## WHAT TO WORK ON
Locate "the background tree." in the listing below, then output the line holding it and every line after it, exactly and with nothing else.
DATA EXTRACT start
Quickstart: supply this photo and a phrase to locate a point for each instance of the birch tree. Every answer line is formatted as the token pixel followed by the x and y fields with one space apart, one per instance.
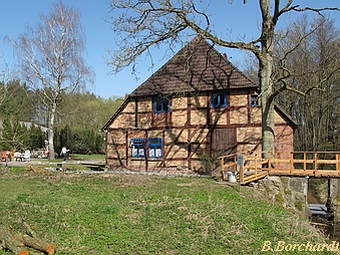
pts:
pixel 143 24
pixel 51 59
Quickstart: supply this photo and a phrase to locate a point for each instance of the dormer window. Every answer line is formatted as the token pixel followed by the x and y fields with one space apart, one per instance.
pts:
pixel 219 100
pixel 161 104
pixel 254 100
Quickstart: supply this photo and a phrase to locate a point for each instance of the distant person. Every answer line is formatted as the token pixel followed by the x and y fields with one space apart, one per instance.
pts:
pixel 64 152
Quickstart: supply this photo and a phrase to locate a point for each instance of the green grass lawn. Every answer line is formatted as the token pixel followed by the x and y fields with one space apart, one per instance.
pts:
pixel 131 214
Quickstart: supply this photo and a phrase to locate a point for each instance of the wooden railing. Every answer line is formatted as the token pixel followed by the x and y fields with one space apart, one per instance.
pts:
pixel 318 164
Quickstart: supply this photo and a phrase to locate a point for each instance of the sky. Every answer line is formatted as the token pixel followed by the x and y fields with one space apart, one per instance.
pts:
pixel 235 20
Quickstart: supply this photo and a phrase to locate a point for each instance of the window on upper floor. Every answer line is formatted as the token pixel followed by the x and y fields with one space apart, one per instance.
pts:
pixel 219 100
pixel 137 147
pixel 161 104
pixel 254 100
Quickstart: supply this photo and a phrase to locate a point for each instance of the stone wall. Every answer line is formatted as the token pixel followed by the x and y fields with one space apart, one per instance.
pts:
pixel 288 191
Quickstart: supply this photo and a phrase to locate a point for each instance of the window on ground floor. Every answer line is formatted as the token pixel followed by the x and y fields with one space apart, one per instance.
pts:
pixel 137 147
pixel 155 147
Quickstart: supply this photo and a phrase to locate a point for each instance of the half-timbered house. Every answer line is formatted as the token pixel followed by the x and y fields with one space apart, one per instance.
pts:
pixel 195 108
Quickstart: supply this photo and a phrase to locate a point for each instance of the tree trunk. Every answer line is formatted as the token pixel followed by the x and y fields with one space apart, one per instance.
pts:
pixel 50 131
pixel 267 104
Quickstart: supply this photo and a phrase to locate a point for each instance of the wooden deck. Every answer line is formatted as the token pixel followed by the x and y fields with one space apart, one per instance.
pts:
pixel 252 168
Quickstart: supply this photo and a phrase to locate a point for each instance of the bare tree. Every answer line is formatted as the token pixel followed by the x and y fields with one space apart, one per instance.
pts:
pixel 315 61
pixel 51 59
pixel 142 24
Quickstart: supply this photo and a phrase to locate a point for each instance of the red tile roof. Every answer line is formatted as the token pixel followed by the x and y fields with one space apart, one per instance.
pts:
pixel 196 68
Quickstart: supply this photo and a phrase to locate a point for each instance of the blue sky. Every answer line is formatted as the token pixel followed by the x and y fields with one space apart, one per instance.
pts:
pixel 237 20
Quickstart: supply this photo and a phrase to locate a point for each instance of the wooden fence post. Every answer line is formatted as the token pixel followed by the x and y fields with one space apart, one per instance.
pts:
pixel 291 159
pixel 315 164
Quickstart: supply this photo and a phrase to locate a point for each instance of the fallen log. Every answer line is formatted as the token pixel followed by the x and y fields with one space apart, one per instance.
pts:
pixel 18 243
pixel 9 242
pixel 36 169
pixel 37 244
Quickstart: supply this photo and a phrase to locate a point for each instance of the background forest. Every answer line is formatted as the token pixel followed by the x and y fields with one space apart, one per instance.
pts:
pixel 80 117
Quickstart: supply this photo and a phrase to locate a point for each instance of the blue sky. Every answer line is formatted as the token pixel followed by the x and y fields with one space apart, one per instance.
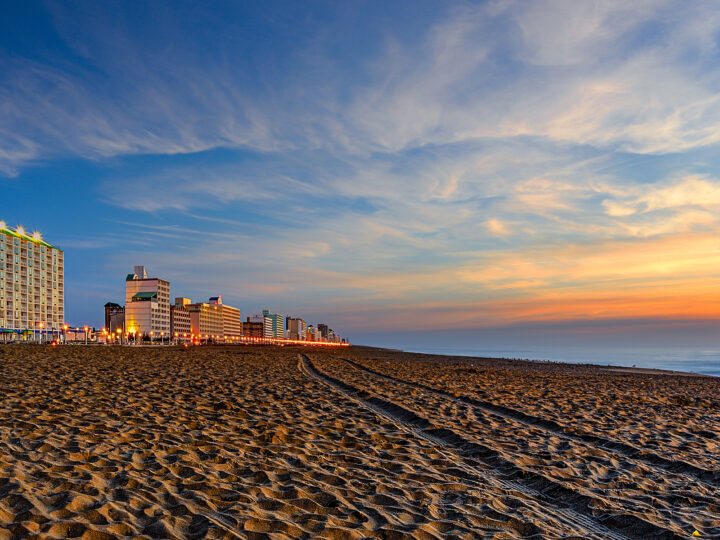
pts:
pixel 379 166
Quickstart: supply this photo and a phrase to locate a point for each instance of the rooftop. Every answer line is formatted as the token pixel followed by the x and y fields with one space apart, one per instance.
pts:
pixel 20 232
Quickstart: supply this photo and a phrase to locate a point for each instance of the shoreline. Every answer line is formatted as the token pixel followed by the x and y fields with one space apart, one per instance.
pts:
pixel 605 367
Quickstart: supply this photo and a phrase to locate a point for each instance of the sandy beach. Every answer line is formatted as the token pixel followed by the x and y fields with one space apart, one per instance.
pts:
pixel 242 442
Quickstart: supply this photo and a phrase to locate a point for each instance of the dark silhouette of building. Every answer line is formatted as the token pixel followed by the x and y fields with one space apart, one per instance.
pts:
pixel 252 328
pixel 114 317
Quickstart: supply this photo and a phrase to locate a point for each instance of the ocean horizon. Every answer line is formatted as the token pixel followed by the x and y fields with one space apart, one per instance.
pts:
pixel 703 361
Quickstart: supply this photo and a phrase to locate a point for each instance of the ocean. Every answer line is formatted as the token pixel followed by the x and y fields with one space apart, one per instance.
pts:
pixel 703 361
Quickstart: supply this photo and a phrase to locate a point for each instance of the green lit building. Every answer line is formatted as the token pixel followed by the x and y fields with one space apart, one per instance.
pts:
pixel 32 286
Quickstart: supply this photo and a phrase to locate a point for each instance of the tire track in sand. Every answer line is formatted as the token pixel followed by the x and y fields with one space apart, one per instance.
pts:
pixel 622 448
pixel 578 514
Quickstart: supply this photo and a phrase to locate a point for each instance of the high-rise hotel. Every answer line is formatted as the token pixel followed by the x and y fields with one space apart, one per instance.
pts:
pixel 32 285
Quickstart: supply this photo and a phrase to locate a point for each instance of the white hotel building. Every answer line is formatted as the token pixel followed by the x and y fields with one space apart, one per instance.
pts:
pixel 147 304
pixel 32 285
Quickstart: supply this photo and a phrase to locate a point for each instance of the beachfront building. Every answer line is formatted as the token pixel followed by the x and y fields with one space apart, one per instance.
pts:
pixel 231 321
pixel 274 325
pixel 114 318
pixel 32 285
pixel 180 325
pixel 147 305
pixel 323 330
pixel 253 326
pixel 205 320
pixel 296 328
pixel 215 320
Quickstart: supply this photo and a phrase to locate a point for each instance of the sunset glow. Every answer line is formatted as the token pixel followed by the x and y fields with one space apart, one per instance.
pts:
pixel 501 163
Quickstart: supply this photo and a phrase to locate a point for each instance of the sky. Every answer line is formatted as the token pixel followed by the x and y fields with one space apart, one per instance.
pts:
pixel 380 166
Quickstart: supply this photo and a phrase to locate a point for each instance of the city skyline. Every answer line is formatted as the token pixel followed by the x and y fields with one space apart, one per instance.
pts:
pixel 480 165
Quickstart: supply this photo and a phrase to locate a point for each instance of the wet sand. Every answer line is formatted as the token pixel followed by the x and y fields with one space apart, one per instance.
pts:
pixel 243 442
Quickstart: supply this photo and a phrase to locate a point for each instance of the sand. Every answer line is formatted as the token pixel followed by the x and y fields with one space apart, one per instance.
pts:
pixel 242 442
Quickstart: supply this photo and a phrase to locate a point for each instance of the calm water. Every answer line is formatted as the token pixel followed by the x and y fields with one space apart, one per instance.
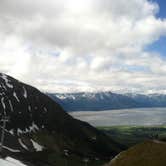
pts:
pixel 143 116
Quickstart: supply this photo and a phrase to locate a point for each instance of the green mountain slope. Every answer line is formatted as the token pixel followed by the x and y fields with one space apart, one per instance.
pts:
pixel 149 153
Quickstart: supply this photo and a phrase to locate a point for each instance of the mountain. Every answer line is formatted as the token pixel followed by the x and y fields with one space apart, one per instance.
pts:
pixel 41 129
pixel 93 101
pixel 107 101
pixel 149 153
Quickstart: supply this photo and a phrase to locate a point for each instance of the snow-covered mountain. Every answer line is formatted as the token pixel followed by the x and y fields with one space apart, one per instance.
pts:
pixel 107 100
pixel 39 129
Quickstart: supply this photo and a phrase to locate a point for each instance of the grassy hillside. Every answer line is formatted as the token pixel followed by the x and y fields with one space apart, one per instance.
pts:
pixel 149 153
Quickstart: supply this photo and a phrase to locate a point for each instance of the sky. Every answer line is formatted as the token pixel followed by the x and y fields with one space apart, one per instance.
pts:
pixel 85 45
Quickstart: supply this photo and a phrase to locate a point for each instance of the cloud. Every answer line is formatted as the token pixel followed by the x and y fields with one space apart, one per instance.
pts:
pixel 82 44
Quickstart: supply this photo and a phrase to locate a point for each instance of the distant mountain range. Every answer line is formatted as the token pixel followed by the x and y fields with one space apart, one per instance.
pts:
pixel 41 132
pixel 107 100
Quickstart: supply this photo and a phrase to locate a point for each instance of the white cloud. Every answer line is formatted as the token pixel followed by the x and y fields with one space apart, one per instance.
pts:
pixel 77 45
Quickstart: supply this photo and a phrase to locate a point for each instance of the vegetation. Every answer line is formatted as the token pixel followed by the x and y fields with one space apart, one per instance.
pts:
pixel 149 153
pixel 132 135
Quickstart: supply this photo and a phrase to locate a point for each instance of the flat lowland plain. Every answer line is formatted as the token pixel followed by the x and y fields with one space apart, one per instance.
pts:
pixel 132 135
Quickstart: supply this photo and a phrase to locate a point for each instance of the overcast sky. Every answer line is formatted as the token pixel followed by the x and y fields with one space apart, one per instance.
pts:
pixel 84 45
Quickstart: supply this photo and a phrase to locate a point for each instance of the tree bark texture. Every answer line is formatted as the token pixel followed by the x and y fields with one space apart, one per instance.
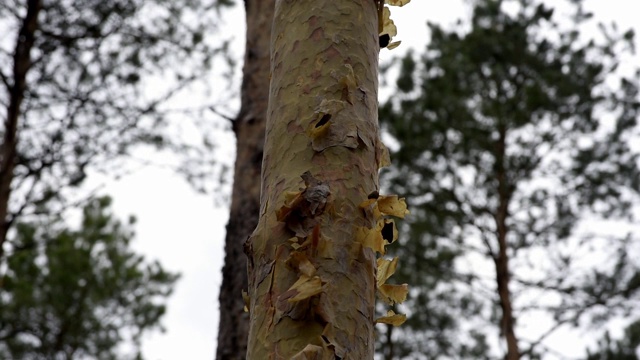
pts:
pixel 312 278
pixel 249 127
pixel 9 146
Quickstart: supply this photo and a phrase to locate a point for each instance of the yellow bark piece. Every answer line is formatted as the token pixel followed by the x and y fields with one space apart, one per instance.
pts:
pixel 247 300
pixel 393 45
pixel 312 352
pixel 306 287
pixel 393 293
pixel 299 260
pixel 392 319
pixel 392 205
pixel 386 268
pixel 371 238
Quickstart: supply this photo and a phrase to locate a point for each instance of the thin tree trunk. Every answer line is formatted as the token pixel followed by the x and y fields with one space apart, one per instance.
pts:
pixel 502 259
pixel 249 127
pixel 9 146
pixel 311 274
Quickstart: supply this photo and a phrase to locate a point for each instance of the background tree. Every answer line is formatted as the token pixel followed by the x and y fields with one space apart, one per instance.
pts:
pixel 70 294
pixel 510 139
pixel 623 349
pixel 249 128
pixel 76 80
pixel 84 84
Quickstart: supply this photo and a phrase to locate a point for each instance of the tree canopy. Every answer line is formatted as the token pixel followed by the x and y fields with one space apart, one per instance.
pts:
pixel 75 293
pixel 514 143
DATA EXTRACT end
## EXERCISE ANSWER
Quickstart: supply this photo and a phrase to locate a point for each instance of the background tree. Every answer line is formatted as the token pixel followed by the x and y fields with one space apart, one per instance.
pts:
pixel 70 294
pixel 510 139
pixel 623 349
pixel 249 128
pixel 76 80
pixel 84 84
Quickstart: supply this photo and a phrase to locate a point for each instance of the tree canopy. Every answer line is formatted as the token pixel followed by the x and y fields with one space apart, one per instance.
pts:
pixel 75 293
pixel 514 143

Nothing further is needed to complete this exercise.